### REQUIRED WORK
Locate each line of the listing below that contains the string "person", treating uppercase and lowercase as different, and copy those lines.

### DATA ROWS

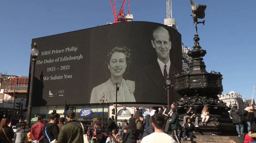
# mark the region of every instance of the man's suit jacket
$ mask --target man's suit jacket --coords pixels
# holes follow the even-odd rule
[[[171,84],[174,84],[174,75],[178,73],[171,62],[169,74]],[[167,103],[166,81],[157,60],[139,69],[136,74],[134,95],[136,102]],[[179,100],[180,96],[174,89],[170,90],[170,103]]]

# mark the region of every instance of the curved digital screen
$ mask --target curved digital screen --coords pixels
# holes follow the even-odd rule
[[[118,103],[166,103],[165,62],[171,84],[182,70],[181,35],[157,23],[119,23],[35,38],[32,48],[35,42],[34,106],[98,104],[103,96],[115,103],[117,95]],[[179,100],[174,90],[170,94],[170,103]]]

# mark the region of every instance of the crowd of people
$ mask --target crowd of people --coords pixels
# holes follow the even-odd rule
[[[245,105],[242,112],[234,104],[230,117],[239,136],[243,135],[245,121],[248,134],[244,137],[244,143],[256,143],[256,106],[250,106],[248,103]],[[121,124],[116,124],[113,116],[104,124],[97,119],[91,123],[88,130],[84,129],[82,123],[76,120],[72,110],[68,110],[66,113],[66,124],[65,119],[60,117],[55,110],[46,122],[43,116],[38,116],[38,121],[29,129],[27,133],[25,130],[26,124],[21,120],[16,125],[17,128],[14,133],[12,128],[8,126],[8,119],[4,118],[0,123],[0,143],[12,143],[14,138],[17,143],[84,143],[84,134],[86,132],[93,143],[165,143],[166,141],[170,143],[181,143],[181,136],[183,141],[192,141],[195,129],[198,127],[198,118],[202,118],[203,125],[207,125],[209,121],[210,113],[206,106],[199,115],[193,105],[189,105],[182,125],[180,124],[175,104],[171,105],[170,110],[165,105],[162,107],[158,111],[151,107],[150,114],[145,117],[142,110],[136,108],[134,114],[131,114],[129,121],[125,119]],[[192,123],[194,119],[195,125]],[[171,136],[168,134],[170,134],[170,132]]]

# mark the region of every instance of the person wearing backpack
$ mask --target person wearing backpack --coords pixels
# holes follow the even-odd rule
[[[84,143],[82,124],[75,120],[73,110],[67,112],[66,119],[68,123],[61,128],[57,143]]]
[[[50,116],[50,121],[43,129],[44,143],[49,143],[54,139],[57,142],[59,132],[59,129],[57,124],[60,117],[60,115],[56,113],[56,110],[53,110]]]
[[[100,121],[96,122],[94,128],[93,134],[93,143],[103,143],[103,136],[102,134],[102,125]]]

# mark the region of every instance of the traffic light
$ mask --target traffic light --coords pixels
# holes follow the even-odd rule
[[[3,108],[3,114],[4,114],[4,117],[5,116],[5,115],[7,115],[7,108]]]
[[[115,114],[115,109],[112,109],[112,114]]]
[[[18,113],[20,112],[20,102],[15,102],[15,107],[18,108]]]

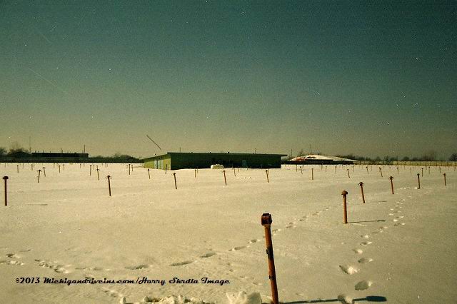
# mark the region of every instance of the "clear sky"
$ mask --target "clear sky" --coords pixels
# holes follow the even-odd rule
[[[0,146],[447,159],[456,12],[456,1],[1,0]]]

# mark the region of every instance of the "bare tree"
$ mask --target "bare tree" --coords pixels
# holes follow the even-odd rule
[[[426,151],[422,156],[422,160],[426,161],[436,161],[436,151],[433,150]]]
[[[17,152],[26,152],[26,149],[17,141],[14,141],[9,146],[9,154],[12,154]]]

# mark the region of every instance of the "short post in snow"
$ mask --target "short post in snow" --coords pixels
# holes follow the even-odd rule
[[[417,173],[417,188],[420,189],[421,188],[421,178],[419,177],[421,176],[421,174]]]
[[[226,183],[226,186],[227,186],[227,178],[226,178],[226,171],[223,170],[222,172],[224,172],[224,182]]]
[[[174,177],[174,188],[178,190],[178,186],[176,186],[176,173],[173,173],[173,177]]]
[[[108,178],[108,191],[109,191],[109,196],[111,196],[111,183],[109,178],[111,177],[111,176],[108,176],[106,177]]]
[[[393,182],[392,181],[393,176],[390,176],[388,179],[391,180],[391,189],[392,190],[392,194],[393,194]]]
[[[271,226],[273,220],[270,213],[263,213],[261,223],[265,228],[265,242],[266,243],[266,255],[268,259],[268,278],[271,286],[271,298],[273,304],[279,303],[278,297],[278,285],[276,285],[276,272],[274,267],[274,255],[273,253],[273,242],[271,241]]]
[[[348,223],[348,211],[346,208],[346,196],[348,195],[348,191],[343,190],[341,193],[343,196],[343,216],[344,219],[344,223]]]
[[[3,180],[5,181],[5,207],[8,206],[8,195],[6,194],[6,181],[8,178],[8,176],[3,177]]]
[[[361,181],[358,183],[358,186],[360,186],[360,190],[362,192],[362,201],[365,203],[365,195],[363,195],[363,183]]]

--

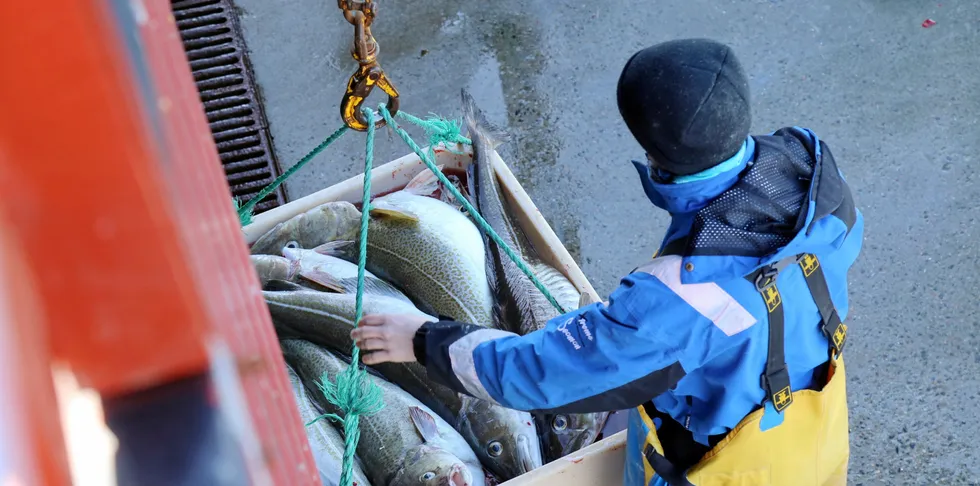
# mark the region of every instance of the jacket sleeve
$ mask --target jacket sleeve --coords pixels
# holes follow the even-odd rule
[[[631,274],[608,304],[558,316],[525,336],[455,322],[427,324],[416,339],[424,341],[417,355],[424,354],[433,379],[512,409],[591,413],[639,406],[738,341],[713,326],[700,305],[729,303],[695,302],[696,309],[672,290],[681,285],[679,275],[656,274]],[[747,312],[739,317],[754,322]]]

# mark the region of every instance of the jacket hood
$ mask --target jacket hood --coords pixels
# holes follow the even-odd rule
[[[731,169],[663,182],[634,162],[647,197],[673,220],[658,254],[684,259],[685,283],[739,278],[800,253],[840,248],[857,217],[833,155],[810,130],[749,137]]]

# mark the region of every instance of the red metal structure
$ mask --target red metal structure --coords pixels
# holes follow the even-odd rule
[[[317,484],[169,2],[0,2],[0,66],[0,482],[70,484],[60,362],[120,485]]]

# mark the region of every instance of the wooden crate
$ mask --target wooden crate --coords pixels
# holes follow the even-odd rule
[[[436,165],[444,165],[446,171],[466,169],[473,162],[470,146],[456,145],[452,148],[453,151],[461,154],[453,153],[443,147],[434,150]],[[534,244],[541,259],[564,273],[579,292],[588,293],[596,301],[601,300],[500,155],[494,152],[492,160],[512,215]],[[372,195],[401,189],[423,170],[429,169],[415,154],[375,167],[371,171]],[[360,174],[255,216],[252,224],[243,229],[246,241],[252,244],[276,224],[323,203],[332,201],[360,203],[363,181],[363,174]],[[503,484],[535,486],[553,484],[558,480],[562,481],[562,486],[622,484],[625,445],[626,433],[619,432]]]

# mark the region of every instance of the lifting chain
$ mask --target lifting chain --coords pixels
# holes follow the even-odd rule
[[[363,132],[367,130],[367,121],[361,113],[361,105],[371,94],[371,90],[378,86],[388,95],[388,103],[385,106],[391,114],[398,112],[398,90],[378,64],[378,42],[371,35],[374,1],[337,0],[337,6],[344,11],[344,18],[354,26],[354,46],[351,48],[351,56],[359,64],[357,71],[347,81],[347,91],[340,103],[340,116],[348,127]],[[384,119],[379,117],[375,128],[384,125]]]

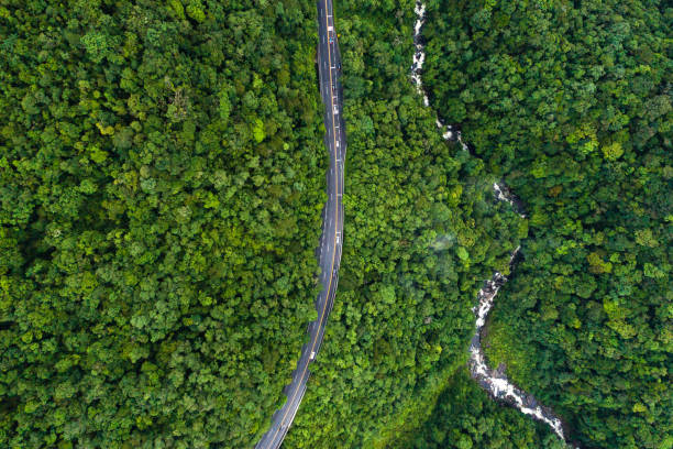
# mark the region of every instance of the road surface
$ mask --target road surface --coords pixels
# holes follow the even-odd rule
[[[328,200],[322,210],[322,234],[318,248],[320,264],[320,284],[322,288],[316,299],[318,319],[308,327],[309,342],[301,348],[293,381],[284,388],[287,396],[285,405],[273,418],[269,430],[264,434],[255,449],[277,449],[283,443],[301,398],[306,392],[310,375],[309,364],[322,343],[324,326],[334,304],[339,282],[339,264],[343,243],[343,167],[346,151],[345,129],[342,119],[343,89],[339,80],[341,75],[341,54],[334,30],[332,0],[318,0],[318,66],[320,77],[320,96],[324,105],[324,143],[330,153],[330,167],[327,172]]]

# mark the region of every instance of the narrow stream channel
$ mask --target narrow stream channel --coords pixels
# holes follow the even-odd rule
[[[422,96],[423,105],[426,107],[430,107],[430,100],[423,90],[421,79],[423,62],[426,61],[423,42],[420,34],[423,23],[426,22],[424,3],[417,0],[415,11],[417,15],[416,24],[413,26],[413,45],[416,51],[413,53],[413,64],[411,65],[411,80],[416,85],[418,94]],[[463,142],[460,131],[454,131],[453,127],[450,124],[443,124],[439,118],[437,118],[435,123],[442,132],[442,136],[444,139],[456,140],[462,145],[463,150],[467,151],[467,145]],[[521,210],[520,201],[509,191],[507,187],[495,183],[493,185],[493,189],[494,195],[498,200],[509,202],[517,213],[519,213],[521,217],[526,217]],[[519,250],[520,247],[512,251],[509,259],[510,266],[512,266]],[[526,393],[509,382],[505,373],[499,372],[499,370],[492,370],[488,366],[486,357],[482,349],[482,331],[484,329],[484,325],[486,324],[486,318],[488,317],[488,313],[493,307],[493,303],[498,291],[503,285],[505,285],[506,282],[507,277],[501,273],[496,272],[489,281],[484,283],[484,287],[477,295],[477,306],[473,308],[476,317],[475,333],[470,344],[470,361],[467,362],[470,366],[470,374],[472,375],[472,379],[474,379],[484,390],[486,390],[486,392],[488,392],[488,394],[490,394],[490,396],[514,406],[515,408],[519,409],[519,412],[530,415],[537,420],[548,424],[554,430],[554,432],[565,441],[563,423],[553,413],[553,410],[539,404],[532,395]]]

### RESPONSE BELOW
# mark the region of every instance of the person wearing backpack
$ mask --target person wearing backpack --coords pixels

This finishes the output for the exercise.